▶ _QUOTED TEXT_
====

Saturday, July 6, 2013

Swimming laps

Heat Wave. I'm in the city. Working lots at my computer. Need a break. Hard to imagine having the energy to do much. Think about going swimming. Feel disheartened. Wish the + Pool was already here. (There's still time to donate to that fabulous Kickstarter) Finally remember I could go to Adult Lap Swim. Dash up to the YMCA. Swim for 30 minutes. OK, that's better. The joy of feeling my muscles lift and pull through the water. My mind emptying out, except for up, down, hold abs, turn, high elbows, cool, breath, again again again. Refreshed outlook on life.

Friday, July 5, 2013

Never Done flashback

Fourth of July turned out to be a beautiful day. Anthony was in town from the bay area, and I got to spend all day with him. We went to Riis Beach with Heath and Josh, and saw many many friends there, and we went to a party at Emily and Tara's, and saw many many friends there. I got to swim in the ocean for the first time this year (shehekhianu) and jump in the waves with friends, and run barefoot in the surf, and grill merguez on a gorgeous deck, and still be with Anthony. I'm going to diverge a bit from the selfish joy theme of this year's blog, and have a quick flashback to Never Done. I took a black cohosh supplement, to help me with hot flashes, which have suddenly appeared in my life the way other women have described them. They come, dozens a day, suddenly heating me up from the inside, breaking me out into a delicate little sweat, then they're gone. Until they're back again. It's one of the most curious things I've ever experienced. Not really horrible. More curious, like, "Oh, this actually happens." I think maybe I thought it wasn't going to actually happen to me. But it is. And I started taking some black cohosh, and I said a shehekhianu for that too. And then later at night, after the beach, on the deck, Tara gave me a sparkler, and I had never held one of those, but I did, and it was sweet fun, and it sparkled, and I said a shehekhianu for that too. And then I realized that there's a special joy that comes from new adventures, and that I have been missing that, and that a day with three shehekhianus is a joyful day indeed.

Thursday, July 4, 2013

Here Lies Love

I went to see Here Lies Love, the new musical by David Byrne, about Imelda Marcos' rise to (and descent from) power.  Set in a gorgeous dance club environment, in which the audience dances, jumps, and gets moved around as the set gets moved around, the show makes us the literal throngs—the Filipino people—which makes it hard for us to resist the charismatic pull of the Marcoses during their ascent. There is much to say about this show (if you live nearby and can get a ticket, just go) but importantly, the cast is spectacular, the set design is genius, and the direction, well the direction WORKS. Things are happening all over the club at once, and yet with a projection here, a beam of light there, a firm gaze or a strong sound cue in the right direction, we always know where to look, and we never miss a thing. This is thrilling theater, and not just for its mechanics, but for its topic. For 90 minutes we are IN the Philippines. Sure, it's a stylized Philippines, and sure it's shown through a theatrical lens, but when's the last time you went to the theater and were IN the Philippines? Singing and dancing about this historical timeline? Or for that matter, singing and dancing about any military dictatorship? It was, to re-use a word, thrilling. I could not stop smiling, except when my heart was breaking.

====

▶ _MATERIAL PROVIDED_
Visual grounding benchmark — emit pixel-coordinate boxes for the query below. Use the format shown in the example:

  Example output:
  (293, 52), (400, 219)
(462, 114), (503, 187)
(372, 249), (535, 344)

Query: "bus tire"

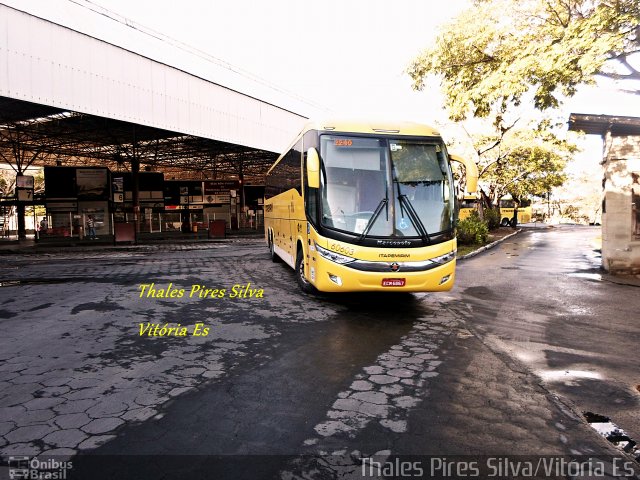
(296, 248), (316, 293)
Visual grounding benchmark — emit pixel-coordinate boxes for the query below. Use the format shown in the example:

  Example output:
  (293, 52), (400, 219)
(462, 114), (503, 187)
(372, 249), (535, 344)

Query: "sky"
(0, 0), (640, 171)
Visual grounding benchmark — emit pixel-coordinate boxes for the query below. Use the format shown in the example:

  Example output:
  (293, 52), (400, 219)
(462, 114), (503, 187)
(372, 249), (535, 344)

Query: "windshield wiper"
(398, 193), (431, 243)
(358, 198), (388, 242)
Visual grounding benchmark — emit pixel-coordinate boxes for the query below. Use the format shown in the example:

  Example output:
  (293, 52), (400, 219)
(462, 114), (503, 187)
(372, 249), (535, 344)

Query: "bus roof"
(302, 119), (440, 137)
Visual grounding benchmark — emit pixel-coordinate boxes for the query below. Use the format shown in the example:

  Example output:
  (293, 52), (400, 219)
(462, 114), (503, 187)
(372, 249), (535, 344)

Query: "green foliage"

====

Carry on the dated blog posts above, starting right after the line that ends "except when my heart was breaking".

Wednesday, July 3, 2013

40-minute run

Was it the hour-long wait at the DMV first thing in the morning? No? That wasn't my selfish joy?

Was it stress at home? No? That wasn't my selfish joy?

Was it my 2 1/2 hours on the phone with the automated system of the Bureau of Labor? No? That wasn't my selfish joy?

Was it doing wrap-up work for the play festival? No? That wasn't my selfish joy? (Although it was way better than the previous three activities.)

No, it was simply that after the day I had, I went to the gym. My beloved YMCA. My beloved air-conditioned, vast, friendly, welcoming YMCA. And I got on a treadmill, and I started to run, and I just kept running. I listened to my body instead of the clock, and it turns out I had it in me to run for 40 minutes/3 miles. It's been a while since I ran that far. (The A/C helps -- usually I run outside in the park.)

Starting to get my body back. Not that it really went anywhere. But still, nice to get it back.

Tuesday, July 2, 2013

Third Girl from the Left

I am reading such a great novel. It's that smart, rooted, and entertaining novel you can just escape into, and still care, god oh so much, about the characters. I haven't finished it yet. I am savoring it. I am in the home stretch, and all I want to do is read it, but I never want it to end. Yes, it is that novel.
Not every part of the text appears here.